MATERIALS PROVIDED:

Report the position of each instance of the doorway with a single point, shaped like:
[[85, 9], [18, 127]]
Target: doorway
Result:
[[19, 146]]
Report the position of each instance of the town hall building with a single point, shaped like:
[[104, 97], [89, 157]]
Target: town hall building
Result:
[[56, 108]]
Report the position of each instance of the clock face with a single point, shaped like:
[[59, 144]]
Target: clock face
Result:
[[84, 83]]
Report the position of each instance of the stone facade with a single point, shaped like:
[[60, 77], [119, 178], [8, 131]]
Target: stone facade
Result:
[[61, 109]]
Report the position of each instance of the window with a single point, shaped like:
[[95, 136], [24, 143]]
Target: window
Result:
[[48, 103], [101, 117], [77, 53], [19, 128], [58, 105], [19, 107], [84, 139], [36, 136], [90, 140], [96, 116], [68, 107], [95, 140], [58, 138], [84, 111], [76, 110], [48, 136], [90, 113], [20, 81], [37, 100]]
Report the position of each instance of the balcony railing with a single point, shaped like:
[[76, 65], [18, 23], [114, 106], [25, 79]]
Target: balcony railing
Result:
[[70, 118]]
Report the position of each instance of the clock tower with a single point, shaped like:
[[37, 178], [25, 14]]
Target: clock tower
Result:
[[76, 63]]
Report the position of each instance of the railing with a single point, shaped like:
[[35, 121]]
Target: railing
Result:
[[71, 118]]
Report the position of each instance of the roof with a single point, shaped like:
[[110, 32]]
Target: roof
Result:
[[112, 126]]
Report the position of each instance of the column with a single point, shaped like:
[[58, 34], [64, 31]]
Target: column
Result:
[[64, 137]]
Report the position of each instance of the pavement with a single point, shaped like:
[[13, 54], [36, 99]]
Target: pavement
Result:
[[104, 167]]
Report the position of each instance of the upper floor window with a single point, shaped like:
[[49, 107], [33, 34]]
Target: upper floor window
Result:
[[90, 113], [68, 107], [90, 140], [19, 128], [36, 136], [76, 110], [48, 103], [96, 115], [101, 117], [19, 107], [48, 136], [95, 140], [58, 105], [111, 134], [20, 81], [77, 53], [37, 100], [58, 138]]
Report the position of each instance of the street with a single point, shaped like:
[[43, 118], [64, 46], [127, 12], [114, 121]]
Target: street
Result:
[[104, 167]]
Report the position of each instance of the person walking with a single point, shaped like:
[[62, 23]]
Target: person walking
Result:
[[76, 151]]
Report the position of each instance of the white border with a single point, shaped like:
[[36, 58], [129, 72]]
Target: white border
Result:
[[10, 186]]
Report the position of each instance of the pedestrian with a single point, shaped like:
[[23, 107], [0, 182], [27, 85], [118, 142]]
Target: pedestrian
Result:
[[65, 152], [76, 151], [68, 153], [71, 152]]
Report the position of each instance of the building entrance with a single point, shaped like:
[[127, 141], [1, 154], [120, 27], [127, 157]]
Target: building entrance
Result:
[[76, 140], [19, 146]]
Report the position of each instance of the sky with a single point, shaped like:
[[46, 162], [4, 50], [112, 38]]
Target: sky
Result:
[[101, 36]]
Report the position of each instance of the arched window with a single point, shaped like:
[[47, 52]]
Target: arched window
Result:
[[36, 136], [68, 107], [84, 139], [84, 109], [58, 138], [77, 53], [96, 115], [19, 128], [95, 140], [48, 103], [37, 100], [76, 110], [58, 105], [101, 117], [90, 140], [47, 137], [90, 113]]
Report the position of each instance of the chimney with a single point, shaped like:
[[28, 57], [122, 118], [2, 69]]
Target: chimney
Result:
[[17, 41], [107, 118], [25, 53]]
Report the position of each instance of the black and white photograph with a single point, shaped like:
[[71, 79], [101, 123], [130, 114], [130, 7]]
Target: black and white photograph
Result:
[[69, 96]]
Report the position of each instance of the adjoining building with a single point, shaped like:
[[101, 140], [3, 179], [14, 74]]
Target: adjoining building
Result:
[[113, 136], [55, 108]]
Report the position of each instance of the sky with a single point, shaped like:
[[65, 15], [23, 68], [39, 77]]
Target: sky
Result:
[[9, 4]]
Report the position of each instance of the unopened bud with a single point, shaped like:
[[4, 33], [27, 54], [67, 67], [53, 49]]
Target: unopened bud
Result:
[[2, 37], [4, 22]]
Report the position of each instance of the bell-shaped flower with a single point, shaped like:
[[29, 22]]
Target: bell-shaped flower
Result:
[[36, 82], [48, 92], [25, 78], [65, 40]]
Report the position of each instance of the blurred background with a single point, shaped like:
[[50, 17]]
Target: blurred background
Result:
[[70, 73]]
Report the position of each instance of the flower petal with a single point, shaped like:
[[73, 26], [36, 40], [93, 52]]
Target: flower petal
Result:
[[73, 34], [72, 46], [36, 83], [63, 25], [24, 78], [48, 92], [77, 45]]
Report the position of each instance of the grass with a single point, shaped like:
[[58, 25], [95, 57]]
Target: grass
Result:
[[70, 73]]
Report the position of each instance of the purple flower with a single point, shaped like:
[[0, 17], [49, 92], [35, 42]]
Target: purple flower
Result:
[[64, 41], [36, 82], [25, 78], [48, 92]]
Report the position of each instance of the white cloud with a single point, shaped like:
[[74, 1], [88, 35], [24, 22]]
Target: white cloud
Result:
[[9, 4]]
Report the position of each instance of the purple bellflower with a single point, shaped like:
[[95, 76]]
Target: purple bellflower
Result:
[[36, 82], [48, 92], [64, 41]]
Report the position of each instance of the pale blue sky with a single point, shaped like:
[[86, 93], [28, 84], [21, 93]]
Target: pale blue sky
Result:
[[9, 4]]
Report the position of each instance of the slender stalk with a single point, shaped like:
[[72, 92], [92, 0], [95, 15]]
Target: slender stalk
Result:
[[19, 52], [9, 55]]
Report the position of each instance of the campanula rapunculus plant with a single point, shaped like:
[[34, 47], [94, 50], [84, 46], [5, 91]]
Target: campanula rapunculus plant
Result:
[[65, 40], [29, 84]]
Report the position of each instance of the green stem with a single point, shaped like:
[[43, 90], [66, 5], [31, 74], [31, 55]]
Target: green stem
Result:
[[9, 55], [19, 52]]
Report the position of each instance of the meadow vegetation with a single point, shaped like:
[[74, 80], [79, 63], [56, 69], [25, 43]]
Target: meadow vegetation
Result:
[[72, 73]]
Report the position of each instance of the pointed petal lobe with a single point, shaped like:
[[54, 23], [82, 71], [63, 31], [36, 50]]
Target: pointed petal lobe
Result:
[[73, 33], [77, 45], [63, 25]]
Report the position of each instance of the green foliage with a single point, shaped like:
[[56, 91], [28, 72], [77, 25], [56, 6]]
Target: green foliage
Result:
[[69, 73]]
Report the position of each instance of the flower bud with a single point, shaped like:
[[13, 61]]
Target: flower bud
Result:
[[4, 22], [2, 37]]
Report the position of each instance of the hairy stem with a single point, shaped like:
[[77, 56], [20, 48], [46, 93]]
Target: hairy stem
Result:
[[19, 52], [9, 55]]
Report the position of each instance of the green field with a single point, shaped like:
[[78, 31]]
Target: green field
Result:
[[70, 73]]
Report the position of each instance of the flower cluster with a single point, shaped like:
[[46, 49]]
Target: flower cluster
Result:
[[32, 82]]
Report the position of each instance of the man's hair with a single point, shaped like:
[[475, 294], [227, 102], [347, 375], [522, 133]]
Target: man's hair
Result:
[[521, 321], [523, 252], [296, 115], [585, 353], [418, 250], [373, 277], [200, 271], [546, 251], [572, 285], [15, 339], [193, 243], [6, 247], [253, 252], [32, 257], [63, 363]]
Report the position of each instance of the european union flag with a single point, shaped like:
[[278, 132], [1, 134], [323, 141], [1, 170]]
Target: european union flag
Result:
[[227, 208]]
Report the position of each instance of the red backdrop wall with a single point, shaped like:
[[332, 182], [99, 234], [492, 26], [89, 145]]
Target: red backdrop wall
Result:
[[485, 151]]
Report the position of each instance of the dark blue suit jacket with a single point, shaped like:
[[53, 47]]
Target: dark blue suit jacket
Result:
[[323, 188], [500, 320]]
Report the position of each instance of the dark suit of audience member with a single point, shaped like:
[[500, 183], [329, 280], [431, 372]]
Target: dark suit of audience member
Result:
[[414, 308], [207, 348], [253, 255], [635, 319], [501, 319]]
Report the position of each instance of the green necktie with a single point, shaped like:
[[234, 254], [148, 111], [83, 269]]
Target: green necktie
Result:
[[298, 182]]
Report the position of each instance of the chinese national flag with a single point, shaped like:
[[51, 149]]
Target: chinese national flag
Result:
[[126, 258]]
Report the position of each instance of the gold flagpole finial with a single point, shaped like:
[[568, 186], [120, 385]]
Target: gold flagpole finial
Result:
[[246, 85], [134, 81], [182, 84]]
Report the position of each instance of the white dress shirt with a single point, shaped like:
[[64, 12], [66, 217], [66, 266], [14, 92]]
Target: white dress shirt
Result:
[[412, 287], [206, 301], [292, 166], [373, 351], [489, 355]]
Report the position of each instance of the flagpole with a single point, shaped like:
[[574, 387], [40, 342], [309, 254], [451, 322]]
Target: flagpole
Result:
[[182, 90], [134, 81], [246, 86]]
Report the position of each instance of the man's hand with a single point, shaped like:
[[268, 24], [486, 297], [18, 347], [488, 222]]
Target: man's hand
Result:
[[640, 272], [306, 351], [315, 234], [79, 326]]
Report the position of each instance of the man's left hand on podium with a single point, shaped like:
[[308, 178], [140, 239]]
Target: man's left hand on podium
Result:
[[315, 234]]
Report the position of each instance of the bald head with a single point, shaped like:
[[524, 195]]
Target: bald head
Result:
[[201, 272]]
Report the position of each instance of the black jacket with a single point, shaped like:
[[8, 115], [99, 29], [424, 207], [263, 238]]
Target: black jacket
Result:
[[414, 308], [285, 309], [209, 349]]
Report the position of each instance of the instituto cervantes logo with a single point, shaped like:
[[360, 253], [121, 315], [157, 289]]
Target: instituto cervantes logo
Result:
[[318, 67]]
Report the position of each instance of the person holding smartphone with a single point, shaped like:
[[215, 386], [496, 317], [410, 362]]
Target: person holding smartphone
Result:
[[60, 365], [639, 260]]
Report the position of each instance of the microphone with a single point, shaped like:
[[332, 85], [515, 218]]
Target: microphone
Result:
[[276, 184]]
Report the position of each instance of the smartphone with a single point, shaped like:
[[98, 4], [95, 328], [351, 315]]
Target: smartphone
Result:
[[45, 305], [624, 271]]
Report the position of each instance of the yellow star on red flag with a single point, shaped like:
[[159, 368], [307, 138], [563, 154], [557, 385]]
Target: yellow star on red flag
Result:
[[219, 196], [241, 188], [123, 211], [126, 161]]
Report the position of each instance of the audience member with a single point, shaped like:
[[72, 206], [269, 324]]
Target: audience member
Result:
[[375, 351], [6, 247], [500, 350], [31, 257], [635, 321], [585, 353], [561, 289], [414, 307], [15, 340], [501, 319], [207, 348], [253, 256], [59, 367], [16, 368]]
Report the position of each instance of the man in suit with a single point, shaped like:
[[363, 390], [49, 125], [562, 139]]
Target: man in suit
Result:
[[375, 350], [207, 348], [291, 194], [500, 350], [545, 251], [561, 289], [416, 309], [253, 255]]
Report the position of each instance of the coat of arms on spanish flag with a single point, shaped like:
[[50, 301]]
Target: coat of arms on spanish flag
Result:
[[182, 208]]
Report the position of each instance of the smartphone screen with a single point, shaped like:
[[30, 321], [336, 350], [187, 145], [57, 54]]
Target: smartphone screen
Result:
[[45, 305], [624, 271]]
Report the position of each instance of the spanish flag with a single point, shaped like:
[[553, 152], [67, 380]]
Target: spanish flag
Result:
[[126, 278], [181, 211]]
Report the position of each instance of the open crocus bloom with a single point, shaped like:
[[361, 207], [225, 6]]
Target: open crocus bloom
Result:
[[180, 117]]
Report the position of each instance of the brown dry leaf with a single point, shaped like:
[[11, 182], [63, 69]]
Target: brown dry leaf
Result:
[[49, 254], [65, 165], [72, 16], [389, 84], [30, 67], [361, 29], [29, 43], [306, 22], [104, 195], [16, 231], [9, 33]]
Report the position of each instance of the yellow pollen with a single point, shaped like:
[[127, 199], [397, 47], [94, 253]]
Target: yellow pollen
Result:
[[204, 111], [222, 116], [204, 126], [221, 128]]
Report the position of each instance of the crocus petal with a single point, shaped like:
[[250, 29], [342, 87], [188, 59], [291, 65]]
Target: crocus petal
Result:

REQUIRED TASK:
Extract, without alteration, the lines beginning with the one that contains "Report the position of each instance of the white dress" and continuing through the one that contains "[[219, 196], [241, 188], [123, 211], [126, 161]]", both included.

RIGHT ANSWER:
Report the position of each instance of the white dress shirt with a single point, shaped like:
[[64, 12], [66, 217], [66, 266], [14, 92]]
Target: white dress shirt
Result:
[[412, 287], [206, 301], [292, 166], [373, 351], [489, 355]]
Report the position of each instance of the flagpole with a single point, shaped like:
[[574, 387], [40, 342], [309, 254], [451, 322]]
Target: flagpole
Result:
[[182, 90], [134, 81], [246, 86]]
Report the position of each instance of the man's hand with a single point, shaped like:
[[268, 24], [486, 297], [18, 347], [488, 222]]
Target: man's hand
Result:
[[640, 272], [306, 351], [315, 234], [79, 326]]
Report the position of each instance of the man's left hand on podium with a single point, shaped like:
[[308, 178], [140, 239]]
Target: man's left hand on podium
Result:
[[315, 234]]
Report the position of each instance of the bald head with a single point, shaped like:
[[524, 195]]
Target: bald head
Result:
[[201, 272]]
Report the position of each instance of the black jacket with a single point, shaped like:
[[8, 115], [99, 29], [424, 207], [263, 238]]
Target: black jacket
Result:
[[414, 308], [285, 309], [209, 349]]
Report the position of each instance of the instituto cervantes logo with a single point, shaped like:
[[360, 253], [121, 315], [157, 289]]
Target: instituto cervantes logo
Result:
[[318, 67]]
Report the position of each instance of the person holding smartphone with a single point, shaped like:
[[215, 386], [496, 317], [410, 362]]
Target: person holding smartphone
Result:
[[60, 365], [639, 260]]
Report the position of each instance of the microphone with a single point, shaped like:
[[332, 85], [515, 218]]
Target: microphone
Result:
[[276, 184]]
Report the position of each instance of the smartphone with a single point, shaped like:
[[98, 4], [95, 328], [351, 315]]
Target: smartphone
Result:
[[45, 305], [624, 271]]
Report the position of each instance of the yellow star on red flag with a single point, shaped like:
[[159, 368], [307, 138], [563, 154], [557, 385]]
Target: yellow star on red flag
Result:
[[219, 196], [241, 188], [123, 211], [126, 161]]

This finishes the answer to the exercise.